:: Tasks for this exercise ::
1) In the passage on mental health nursing, what does PIRAMHIDS stand for?
2) Name every person the passage on mental health nursing mentions by name.
3) Pick up the passage on mental health nursing after its final sentence and keep writing.

:: Passage shown ::
┄┄┄┄┄┄

But adopting a values-based, rights-based approach isn't necessary only for frontline practitioners. It must permeate through entire organisations, reaching and influencing every level. That's why, along with colleagues from the Chief Nursing Officer Directorate of the Scottish Government, I undertook training that has been developed through RRR on the 10 ESCs and values-based practice. This training has helped us to think about our own values within the Directorate and to reflect on how we can help to develop person-centred approaches in policy and practice. My grateful thanks go to Steve Wright and Lynn Murray from NHS Ayrshire & Arran, who delivered the training, and to my colleague Hugh Masters, who organised the session.

Mental health nursing needs to be at the heart of approaches to improving service users' and carers' experiences and safety. The wider service can learn much from mental health nursing in terms of adopting partnership approaches with service users and carers, about placing them at the centre of care and about responding positively to the things that they, and not the professionals, identify as being important.

RRR recognises that nothing stands still in health care and that it is important for mental health nurses to keep themselves up to speed with best practice developments. RRR consequently set up PIRAMHIDS, "Positive and Innovative Resources: a Mental Health Interactive Database (Scotland)", which we are continuing to support and maintain. This online resource offers a portal through which practitioners and others can share their good practice and help to build a solid and broad evidence base for mental health nursing. PIRAMHIDS stands as a strong example of how the original call in RRR for a more robust climate for learning and development, evaluation and research is coming to fruition in Scotland.

┄┄┄┄┄┄

:: Entries supplied ::
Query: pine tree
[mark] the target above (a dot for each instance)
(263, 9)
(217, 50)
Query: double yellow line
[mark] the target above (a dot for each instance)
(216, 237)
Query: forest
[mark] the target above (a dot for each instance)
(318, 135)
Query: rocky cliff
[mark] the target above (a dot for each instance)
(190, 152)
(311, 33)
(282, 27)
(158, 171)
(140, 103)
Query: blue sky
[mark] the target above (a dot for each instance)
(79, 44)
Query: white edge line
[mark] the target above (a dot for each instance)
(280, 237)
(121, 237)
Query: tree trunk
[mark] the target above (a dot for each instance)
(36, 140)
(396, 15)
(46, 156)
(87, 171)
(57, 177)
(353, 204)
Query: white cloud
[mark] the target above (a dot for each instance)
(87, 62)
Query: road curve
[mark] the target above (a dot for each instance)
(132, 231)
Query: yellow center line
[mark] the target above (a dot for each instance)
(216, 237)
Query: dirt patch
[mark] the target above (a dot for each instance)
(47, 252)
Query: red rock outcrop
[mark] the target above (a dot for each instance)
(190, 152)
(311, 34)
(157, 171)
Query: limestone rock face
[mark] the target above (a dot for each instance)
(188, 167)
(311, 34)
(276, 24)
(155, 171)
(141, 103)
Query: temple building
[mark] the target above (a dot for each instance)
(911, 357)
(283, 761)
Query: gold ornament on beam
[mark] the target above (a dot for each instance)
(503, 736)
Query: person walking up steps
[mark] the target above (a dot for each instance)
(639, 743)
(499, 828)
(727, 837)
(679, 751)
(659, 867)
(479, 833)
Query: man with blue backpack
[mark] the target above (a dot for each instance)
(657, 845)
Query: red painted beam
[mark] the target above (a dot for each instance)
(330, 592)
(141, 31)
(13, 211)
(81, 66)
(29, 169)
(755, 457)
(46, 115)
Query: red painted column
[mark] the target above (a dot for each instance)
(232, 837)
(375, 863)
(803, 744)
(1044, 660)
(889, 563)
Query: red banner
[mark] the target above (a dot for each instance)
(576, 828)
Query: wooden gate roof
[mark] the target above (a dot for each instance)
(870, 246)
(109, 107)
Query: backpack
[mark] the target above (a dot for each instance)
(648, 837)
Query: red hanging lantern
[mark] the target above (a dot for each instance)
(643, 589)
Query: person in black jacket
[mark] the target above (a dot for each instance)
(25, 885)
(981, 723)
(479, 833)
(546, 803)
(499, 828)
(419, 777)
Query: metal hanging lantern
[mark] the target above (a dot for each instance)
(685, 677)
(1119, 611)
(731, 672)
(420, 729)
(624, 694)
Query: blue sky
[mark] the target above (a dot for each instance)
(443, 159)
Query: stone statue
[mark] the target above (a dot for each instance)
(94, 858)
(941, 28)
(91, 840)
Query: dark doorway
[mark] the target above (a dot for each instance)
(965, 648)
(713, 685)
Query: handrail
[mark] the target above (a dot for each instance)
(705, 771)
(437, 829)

┄┄┄┄┄┄

:: Task-by-task results ::
1) Positive and Innovative Resources: a Mental Health Interactive Database (Scotland)

2) Steve Wright, Lynn Murray, Hugh Masters

3)
RRR also supports the drive to promote new ways of working in health and social care in Scotland. The refreshed action plan for RRR, published in 2010, called explicitly for new whole-systems ways of working to be developed and implemented to enable continuity of nursing care across service boundaries and elements. This reflects RRR's strong focus on helping people to work across traditional boundaries, concentrating their efforts on supporting service users and carers in all the multiple facets of their lives.

We have seen real changes in the way mental health services have been configured over the last five years, particularly in acute care settings, with the advent of intensive home treatment teams and other nurse-led initiatives. These services are not only reducing hospital admissions in line with HEAT targets, but are more importantly providing people with mental health problems and their carers with new and accessible supports.

Clinical supervision remains central to supporting modernised mental health nursing practice and is key to nurturing and sustaining person-centred, values-based and rights-based approaches. We will be doing all we can to ensure that RRR's aspiration of access to regular clinical supervision for all mental health nurses is achieved and maintained.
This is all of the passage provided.